▸ Exercise prompt:
State the number of lines in the entries below where the string "above" occurs, and omit everything else.

╭──

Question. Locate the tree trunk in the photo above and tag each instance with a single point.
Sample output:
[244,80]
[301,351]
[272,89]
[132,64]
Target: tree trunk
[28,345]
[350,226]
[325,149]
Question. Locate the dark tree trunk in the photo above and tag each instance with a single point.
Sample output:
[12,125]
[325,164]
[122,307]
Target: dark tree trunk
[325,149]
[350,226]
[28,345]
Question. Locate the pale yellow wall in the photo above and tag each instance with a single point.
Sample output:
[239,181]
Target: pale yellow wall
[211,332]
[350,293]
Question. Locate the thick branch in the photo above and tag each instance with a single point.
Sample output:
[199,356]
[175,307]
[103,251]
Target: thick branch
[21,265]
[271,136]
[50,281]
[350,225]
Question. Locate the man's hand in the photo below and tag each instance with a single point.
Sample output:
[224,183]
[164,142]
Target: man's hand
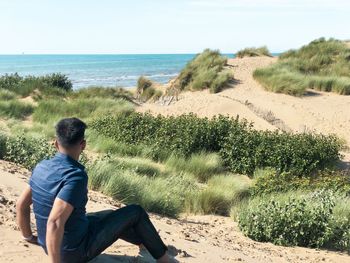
[33,240]
[58,217]
[23,212]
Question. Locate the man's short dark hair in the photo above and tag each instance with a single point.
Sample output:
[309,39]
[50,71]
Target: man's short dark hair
[70,131]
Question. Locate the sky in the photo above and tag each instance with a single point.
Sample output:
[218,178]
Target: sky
[162,26]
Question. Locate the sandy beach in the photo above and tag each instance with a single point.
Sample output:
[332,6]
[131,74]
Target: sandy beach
[317,111]
[196,239]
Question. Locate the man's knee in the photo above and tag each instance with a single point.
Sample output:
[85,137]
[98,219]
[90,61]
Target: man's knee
[138,209]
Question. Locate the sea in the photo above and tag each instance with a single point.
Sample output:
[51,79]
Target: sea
[99,70]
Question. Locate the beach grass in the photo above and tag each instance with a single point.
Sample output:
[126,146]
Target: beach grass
[202,165]
[321,65]
[50,111]
[254,52]
[219,195]
[15,109]
[205,71]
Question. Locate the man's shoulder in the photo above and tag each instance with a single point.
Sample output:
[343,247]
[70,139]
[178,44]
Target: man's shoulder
[56,167]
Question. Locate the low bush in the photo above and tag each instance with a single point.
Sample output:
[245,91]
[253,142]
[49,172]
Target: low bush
[28,151]
[254,52]
[203,165]
[182,135]
[15,109]
[268,181]
[205,71]
[3,140]
[107,145]
[301,154]
[311,219]
[241,148]
[7,95]
[298,221]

╰──

▸ Result of this task:
12